> EXCERPT
:::

Despite some similarities in the median 5-min workload ratings, a Kruskal–Wallis test (Kruskal and Wallis 1952) showed statistically significant differences in ISA ratings between the three groups in all but two cases (p values < 0.05; Table 6). One of these cases, Gamma, was when forecasters’ performance was most similar (Fig. 5a). A posthoc Wilcoxon–Mann–Whitney rank-sum test (e.g., Wilks 2006) indicates between which groups these statistically significant differences occurred (p value < 0.017; Table 6). Comparing the three groups, the quarter-speed group’s ISA rating distribution was most different from that of the full-speed group, while the half- and full-speed groups’ ISA rating distributions were most similar (Table 6).

:::

> MATERIAL
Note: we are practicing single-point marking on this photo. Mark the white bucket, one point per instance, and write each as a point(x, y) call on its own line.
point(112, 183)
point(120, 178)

:::

> STATED TASK A
According to the passage on forecaster workload ratings, which two groups had the most similar ISA rating distributions?
> STATED TASK B
Continue the passage on forecaster workload ratings from its final sentence.
The data were drawn from a source unrelated to the passage on forecaster workload ratings.

> OUTPUT A
The half-speed and full-speed groups.

> OUTPUT B
Comparisons of ISA rating distributions give an overall impression of the level of cognitive workload experienced within a case. However, given the dynamic nature of weather, the change in workload as cases evolved (i.e., workload profile) was also of interest. We observed that regardless of temporal resolution or case type, 21 of the 30 participants’ workload rating patterns were either flat (i.e., little or no change in workload) or fluctuating (i.e., multiple increases and decreases in workload) in the majority of cases worked. Although we did not analyze personality traits during PARISE 2015, these workload behavior tendencies suggest that forecaster personality was also likely an important factor in perceived cognitive workload during the simulations. It is possible that personality traits may have influenced forecasters’ coping strategies and approaches to the simulations, thus influencing their ISA ratings. Past studies support this suggestion; personality traits and perceived subjective workload have been found to correlate during vigilance tasks (e.g., Rose et al. 2002; Szalma 2002; Guastello et al. 2015). The influence of personality would also explain differences in the forecasters’ level of boredom versus excitement during cases and why some forecasters were more sensitive to changes in task demand than others.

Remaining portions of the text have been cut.